━━ Text shown ━━
When I used to work at a corporate, there were co-workers who would constantly give advice about languages, tech stacks, and whatnot -- without knowing how to code themselves. Even the SEO guy used to comment on why Node.js is not scalable and why we must use Python. 😂
Do you have any such experience?
Maybe, but I think there's a benefit to having non-coders give advice.
People whose minds are not limited to the restrictions we developers "know" about technology will have ideas that go beyond those restrictions and innovations. Then we'll find out that those restrictions maybe aren't so solid, and we start to push the boundaries.
What I mean to say is, yes it can be annoying to have people talking about things they don't understand, but we need them in order to continue to innovate.
That being said, I'll share a story of the most annoying such encounter that I have come across:
There was this guy I was working with (not a software job), and we got onto the topic of our hobbies.
I said "I like coding".
He says, "Oh, I mostly like to do hacking"
I said, "Oh, cool! So how do you set up a lab so you're not doing anything illegal?"
And then things went south.
"Oh, I took apart my Kindle and turned the screen around so the Amazon logo shows up backwards. Now Amazon can't legally sue me."
🤦♂️ This is wrong on a number of levels
I don't remember what I said after that, but he ended up talking to me about "PI addresses", and how he knows "everything about hacking except the words".
━━━
■ **Set problem a**:
Find every line in the listing below that contains the string "rear" and copy those lines. Matching is case-sensitive.
━━ Records for the task ━━
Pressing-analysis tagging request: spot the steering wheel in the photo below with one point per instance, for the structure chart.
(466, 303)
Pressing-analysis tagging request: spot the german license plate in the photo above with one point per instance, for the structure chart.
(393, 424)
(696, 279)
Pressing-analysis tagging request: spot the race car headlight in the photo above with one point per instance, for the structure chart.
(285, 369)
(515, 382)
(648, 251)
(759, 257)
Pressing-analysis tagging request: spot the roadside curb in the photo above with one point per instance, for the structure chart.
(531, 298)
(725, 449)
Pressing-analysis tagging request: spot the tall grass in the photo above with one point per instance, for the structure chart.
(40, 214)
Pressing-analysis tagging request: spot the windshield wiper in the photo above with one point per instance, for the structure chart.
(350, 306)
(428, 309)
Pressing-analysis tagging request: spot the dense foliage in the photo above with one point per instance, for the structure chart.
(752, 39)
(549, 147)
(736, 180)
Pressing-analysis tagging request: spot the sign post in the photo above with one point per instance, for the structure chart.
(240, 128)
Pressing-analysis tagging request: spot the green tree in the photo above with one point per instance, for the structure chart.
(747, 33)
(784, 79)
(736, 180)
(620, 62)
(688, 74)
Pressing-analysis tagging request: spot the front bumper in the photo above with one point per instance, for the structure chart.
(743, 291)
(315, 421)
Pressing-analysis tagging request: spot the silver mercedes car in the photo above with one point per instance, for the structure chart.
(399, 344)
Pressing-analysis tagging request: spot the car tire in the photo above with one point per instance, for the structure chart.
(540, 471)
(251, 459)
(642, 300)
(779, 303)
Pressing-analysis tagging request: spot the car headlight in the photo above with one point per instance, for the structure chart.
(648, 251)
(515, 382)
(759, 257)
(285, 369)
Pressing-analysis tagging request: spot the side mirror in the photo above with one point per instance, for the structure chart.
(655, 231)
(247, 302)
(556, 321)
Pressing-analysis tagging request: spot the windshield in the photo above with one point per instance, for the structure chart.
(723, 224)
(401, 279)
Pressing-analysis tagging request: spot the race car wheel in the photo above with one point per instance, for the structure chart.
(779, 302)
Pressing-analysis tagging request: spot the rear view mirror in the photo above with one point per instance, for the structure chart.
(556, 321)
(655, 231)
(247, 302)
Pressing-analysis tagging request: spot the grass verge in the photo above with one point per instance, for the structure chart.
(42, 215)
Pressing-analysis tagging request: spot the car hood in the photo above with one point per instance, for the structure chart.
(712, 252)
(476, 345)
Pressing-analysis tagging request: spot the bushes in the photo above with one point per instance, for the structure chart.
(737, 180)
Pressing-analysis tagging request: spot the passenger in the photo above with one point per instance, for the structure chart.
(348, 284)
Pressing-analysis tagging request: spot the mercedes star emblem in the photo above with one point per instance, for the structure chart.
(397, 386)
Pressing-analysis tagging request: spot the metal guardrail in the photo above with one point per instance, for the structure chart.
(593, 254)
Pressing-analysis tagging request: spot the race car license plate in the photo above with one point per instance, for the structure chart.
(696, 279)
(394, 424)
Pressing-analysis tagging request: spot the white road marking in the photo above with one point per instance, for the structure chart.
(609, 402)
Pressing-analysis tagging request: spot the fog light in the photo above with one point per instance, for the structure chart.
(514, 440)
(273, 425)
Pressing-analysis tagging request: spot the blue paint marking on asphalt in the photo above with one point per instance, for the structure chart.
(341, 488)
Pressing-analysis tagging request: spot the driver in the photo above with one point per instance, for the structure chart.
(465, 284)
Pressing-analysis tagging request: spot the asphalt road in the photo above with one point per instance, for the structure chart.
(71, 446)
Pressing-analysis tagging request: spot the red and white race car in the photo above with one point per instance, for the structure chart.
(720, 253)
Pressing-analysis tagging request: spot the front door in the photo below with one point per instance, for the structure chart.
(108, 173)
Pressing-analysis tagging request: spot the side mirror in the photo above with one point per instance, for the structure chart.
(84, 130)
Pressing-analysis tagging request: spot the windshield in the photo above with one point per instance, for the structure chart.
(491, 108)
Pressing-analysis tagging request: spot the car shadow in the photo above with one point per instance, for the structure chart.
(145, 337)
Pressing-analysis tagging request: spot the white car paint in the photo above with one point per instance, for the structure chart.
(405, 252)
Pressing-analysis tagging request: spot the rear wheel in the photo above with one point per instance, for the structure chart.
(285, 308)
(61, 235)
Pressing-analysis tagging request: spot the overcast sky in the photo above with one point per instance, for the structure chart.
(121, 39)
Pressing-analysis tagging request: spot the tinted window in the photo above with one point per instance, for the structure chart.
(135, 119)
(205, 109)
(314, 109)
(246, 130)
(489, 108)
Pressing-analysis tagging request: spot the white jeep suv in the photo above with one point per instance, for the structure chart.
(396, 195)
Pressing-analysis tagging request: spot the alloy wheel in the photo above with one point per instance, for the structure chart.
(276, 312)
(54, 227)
━━━
■ **Set problem b**:
From the thread about advice from non-coders, return the passage that begins with the words "Maybe, but I" and ends with "things went south.", copied word for word.

■ **Task answer a**:
Pressing-analysis tagging request: spot the rear view mirror in the photo above with one point per instance, for the structure chart.
Pressing-analysis tagging request: spot the rear wheel in the photo above with one point per instance, for the structure chart.

■ **Task answer b**:
Maybe, but I think there's a benefit to having non-coders give advice.
People whose minds are not limited to the restrictions we developers "know" about technology will have ideas that go beyond those restrictions and innovations. Then we'll find out that those restrictions maybe aren't so solid, and we start to push the boundaries.
What I mean to say is, yes it can be annoying to have people talking about things they don't understand, but we need them in order to continue to innovate.
That being said, I'll share a story of the most annoying such encounter that I have come across:
There was this guy I was working with (not a software job), and we got onto the topic of our hobbies.
I said "I like coding".
He says, "Oh, I mostly like to do hacking"
I said, "Oh, cool! So how do you set up a lab so you're not doing anything illegal?"
And then things went south.